> PROBLEM DETAILS
Copy all of the records below, substituting "image" for every occurrence of "photo" and leaving everything else unchanged. Omit the pictures from your copy.

> DATASET EXCERPTS

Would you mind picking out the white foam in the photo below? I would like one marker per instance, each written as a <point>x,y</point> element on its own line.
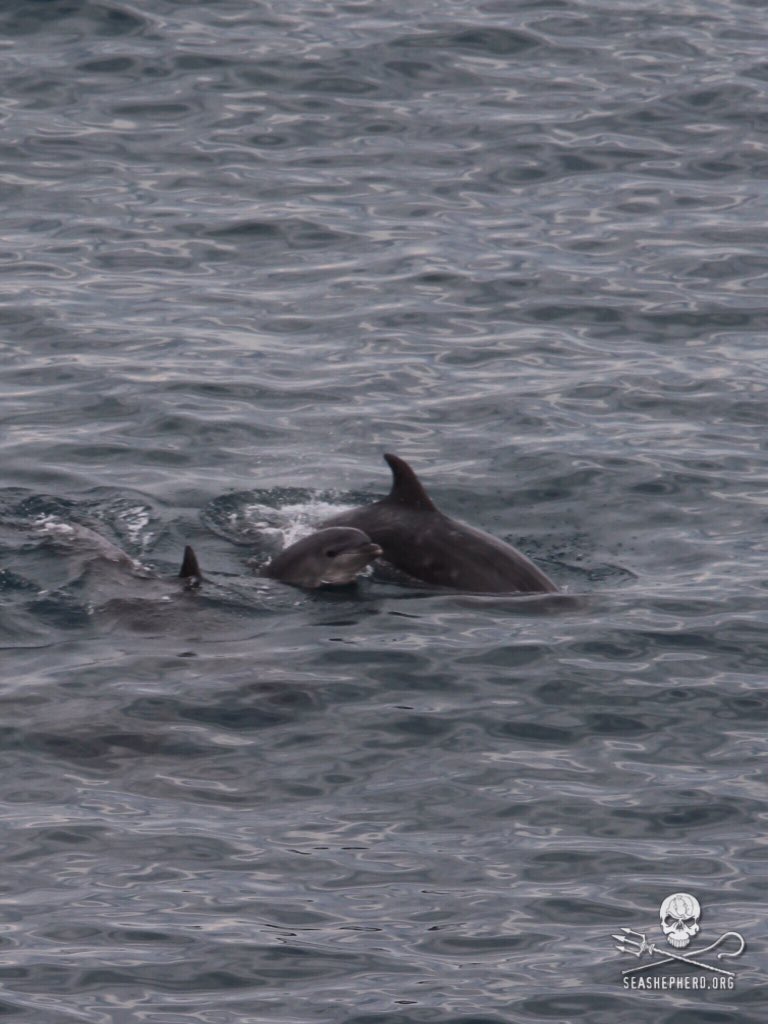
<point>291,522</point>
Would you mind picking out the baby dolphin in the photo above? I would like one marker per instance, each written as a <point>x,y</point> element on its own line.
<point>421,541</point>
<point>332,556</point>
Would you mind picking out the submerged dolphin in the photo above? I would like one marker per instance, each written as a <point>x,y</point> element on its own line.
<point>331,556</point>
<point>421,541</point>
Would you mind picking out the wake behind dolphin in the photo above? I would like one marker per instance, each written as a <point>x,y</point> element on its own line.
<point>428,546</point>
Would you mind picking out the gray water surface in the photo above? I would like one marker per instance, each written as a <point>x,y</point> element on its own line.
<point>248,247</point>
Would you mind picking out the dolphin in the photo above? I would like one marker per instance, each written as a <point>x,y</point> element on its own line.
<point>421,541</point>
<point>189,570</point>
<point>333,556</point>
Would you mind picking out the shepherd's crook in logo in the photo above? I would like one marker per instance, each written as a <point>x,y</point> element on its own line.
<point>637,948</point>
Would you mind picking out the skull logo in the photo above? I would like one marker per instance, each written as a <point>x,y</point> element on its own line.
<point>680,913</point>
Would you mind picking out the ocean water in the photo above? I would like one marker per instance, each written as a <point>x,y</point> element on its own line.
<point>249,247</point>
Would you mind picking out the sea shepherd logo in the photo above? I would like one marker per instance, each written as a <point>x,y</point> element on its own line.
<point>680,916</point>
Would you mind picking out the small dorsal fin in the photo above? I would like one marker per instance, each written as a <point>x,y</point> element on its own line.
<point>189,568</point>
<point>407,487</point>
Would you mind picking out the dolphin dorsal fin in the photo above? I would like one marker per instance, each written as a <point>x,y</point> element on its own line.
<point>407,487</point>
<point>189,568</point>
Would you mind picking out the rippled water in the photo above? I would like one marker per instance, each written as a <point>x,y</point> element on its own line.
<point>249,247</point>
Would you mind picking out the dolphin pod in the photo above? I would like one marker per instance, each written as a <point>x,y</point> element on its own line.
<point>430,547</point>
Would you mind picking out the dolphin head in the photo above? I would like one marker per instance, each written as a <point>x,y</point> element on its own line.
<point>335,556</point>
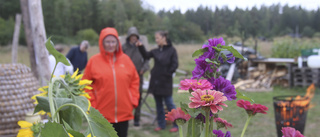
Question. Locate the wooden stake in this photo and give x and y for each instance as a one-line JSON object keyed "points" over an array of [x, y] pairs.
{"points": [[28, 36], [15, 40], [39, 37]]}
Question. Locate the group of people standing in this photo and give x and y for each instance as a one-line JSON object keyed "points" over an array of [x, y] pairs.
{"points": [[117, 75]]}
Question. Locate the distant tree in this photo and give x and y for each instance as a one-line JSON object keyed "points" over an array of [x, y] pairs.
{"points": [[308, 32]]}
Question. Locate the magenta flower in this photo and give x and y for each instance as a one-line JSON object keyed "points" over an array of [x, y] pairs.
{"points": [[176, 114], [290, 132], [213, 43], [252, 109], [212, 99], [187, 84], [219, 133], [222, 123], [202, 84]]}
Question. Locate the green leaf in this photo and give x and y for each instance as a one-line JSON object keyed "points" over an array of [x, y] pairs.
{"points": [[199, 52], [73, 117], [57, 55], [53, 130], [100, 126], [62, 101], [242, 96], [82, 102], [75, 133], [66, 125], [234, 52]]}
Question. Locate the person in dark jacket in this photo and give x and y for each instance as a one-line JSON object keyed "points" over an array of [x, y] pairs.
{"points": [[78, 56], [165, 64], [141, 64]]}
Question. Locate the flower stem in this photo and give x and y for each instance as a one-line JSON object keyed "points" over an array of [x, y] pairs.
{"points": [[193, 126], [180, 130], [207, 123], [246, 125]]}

> WORKED SOLUTION
Would you mind picking out the white foam in the image below? I would like one marker per instance, each written as a <point>x,y</point> element on its own line.
<point>291,522</point>
Would you mind picking out the baby dolphin in the image above? I would like one marker per instance, each written as a <point>x,y</point> element on its own line.
<point>421,541</point>
<point>332,556</point>
Would you mind picking out the submerged dolphin in the image above? I would like one marker per instance, each written as a <point>x,y</point> element on its own line.
<point>331,556</point>
<point>421,541</point>
Would you mind picking out the wake behind dolphin in the image above? I would like one marker per instance, each written as a <point>x,y</point> element on its own line.
<point>428,546</point>
Would you mind picking out the gray water surface in the image above? I would like one marker per instance, each written as a <point>x,y</point> element on its own line.
<point>248,247</point>
Would you mind picking out the dolphin in the image above? I would like one marker per instance, each written as a <point>x,y</point> element on its own line.
<point>421,541</point>
<point>189,570</point>
<point>333,556</point>
Would you mind picking out the shepherd's crook in logo in the image above? I would like one marker per instance, each written as a <point>x,y</point> element on its own line.
<point>637,948</point>
Would you mind picking out the skull logo in the image above? I would like one marker per instance, each written as a <point>x,y</point> element on its own line.
<point>680,913</point>
Would you mind picking out the ocean water in the image above? I would like one marker per instance, each written as a <point>x,y</point> element on its own line.
<point>249,247</point>
Would you mind picking out the sea shepherd logo in the image above? I would like one marker per instance, each written as a <point>x,y</point> element on its own line.
<point>680,916</point>
Would you mind picking out the small dorsal fin in the image above? I would like one marker per instance, each written as a <point>x,y</point> element on its own line.
<point>189,568</point>
<point>407,487</point>
Would you mind picking out the dolphin dorsal fin in the image above? I would like one marker per instance, each written as a <point>x,y</point> element on its own line.
<point>407,487</point>
<point>189,568</point>
Would you mind picking out the rippled water in the image above? I would like one marker per instance, each written as a <point>x,y</point> element on its own line.
<point>249,247</point>
Would you mind picking out the dolphin pod in the image above? I would like one marker per instance, each written as a <point>x,y</point> element on its own line.
<point>430,547</point>
Would you mind picking out the dolphin head in the image above? I would like one marker per instance, each written as a <point>x,y</point> element on its own line.
<point>335,556</point>
Question. Locate the wooden stake in this image and give x and y for each instance as a one-line JSON object keyed "points" over an array of [x, y] pairs.
{"points": [[28, 36], [15, 40], [39, 37]]}
Question. Locate the group of people standing in this image and give x and y for each instance as a one-line JSON object keyed "points" over an array of [x, y] pairs.
{"points": [[117, 75]]}
Question. Locate the distant tree in this image and give x and y for each instance as a one-line JSON object keyed "points" over an array of [x, y] pairs.
{"points": [[308, 32]]}
Question. Locate the magenta flower in this image and give x and y for each instance as a one-line JSON object keyed "points" over an array of [x, y] pairs.
{"points": [[176, 114], [290, 132], [213, 43], [252, 109], [212, 99], [187, 84], [219, 133], [222, 123], [202, 84]]}
Question. Locate the green leaf in this image and give x and y for each instance as a one-line JSON object keyed "points" over an array of [x, y] pairs.
{"points": [[199, 52], [73, 117], [57, 55], [53, 130], [100, 126], [62, 101], [242, 96], [82, 102], [75, 133], [66, 125], [234, 52]]}
Question. Locate the person in dark jacket in this image and give x and y for each instance as a one-line JSON object keyed "points" over an array of [x, y] pairs.
{"points": [[78, 56], [165, 64], [141, 64]]}
Question. Locate the flower stem in this image and give x and y for each instance as a one-line JSON object keyed "points" over an array of [x, y] pairs.
{"points": [[193, 126], [180, 130], [207, 123], [246, 125]]}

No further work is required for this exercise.